╭──

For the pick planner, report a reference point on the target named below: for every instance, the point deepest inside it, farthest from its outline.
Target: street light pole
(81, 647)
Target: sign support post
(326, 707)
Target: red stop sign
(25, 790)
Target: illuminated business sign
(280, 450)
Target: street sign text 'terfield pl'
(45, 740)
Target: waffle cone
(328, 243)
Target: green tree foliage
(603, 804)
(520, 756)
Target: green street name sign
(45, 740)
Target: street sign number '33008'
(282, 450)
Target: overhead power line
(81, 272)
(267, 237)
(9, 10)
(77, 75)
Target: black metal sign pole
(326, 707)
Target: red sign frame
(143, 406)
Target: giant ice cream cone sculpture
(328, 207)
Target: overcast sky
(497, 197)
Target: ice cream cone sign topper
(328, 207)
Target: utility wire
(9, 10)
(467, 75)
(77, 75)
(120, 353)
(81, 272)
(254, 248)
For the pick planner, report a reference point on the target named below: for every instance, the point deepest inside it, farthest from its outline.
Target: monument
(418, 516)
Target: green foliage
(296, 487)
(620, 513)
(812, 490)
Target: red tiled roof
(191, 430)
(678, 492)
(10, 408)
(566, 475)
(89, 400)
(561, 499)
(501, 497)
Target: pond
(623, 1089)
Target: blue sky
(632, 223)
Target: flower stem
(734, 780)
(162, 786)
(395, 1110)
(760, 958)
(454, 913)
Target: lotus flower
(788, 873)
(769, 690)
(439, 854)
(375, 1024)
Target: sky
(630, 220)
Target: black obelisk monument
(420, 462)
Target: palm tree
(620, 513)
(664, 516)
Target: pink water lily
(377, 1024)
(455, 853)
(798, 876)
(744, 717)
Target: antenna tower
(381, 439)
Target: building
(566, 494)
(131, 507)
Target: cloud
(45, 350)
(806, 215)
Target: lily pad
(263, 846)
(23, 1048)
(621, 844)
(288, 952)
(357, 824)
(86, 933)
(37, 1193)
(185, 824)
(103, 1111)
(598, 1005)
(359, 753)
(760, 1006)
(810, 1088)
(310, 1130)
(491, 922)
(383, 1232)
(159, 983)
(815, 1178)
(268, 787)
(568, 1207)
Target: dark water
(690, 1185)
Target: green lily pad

╰──

Can you edit the part that opens with the line containing "Target: sky" and closes with the last of the lines, swapping "palm tree" for "coconut palm" and leaving everything else unchanged?

Target: sky
(630, 220)
Target: black obelisk monument
(420, 462)
Target: coconut palm
(620, 513)
(664, 516)
Target: pink water lily
(377, 1024)
(455, 853)
(798, 876)
(744, 717)
Target: antenna tower
(381, 439)
Target: building
(566, 494)
(131, 507)
Target: cloud
(45, 350)
(806, 215)
Target: lily pad
(263, 846)
(23, 1048)
(621, 844)
(288, 952)
(357, 824)
(86, 933)
(37, 1193)
(185, 824)
(103, 1111)
(598, 1005)
(359, 753)
(760, 1006)
(810, 1088)
(310, 1130)
(491, 922)
(383, 1232)
(159, 983)
(815, 1178)
(268, 787)
(568, 1207)
Target: dark water
(690, 1185)
Target: green lily pad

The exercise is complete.